#### [Exercise goal]
Once you find the line containing "Could you spot the blurred background" in the data below, copy it and each following line exactly, up to and including the line containing "Could you spot the neck", and nothing else.

*** Records provided

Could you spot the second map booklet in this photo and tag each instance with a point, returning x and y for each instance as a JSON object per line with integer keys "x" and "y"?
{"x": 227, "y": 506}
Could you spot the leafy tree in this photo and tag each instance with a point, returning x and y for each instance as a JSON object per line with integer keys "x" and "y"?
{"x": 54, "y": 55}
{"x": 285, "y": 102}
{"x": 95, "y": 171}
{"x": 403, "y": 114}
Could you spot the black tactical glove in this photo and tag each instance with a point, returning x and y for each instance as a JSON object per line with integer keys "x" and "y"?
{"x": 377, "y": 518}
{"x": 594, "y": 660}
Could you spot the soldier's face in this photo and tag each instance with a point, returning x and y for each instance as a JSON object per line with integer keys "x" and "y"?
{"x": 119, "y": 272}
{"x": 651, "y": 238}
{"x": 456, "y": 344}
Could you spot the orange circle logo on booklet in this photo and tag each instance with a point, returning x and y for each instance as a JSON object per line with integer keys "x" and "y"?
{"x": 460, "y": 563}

******
*** Records provided

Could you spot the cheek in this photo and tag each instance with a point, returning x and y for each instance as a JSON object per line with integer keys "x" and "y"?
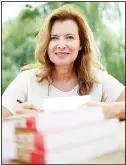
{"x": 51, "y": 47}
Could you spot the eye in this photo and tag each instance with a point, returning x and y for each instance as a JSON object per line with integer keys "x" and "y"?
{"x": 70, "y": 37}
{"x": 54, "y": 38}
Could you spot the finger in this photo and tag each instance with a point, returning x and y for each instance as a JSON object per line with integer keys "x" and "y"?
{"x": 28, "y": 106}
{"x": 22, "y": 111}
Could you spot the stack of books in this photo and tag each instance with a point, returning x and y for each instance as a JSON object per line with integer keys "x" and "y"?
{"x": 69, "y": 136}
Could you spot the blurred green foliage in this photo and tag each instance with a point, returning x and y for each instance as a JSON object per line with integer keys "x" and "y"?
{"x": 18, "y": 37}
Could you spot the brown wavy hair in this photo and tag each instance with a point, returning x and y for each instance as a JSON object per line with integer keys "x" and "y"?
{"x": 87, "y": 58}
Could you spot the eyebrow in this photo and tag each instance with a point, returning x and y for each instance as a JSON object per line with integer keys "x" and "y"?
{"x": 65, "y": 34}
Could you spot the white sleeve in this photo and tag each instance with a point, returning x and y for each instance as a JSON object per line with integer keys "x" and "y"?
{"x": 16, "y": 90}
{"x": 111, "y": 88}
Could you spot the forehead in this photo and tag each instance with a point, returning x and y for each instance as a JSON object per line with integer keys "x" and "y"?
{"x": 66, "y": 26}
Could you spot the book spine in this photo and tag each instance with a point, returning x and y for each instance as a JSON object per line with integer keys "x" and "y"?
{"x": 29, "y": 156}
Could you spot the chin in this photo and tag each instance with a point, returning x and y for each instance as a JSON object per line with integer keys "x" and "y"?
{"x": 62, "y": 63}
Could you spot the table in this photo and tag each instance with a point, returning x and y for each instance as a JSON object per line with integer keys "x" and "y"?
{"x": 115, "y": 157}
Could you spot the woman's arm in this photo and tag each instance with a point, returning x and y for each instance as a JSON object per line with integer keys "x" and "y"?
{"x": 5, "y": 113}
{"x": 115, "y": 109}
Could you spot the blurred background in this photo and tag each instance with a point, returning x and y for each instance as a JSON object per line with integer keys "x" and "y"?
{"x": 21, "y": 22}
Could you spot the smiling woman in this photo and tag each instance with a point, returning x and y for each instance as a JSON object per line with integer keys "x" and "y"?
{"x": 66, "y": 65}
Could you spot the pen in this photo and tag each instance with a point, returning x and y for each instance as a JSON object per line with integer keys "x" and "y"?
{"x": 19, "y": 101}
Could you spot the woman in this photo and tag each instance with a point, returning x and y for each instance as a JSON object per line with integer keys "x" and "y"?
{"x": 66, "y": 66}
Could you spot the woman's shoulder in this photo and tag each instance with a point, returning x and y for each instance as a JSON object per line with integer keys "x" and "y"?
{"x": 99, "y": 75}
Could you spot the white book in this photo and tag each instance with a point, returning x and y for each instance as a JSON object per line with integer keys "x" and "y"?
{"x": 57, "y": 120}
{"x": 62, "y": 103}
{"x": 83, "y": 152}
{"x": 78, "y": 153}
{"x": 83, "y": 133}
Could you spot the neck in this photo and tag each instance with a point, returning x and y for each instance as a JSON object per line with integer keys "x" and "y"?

******

#### [Solution to the problem]
Could you spot the blurred background in this photo and tag each instance with a point, returning x and y for each instance as a JSON object per line with integer keys "x" and "y"?
{"x": 21, "y": 22}
Could you spot the smiling woman in this photo and tag each instance with a point, returning x and y for each instance as a JSON object per line with integer keys "x" and "y"?
{"x": 66, "y": 65}
Could you spot the pen in this photo and tag each instance with a point, returning x and y for each instance as a JSON object per line with integer keys "x" and "y"?
{"x": 19, "y": 101}
Could you spot the woman in this photo and tag each instance with a point, returning x and y for each instance as a JSON object per line with integer keys "x" and "y"?
{"x": 66, "y": 66}
Could you spot the woman's shoulder in this photo and tag each instance with a point, returning x and y for each instance as a JSON object per line with integer keys "x" and "y"?
{"x": 99, "y": 75}
Could you spot the white book in this photo and tag each instance with a point, returning x and y for each instance as a JSON object per line with integer keys "x" and "y"?
{"x": 57, "y": 120}
{"x": 62, "y": 103}
{"x": 83, "y": 152}
{"x": 78, "y": 153}
{"x": 83, "y": 133}
Could you spot the neck in this photo and tag each instance with a point, returning x and y for each instance as a JSON object per line with integer keys "x" and "y"?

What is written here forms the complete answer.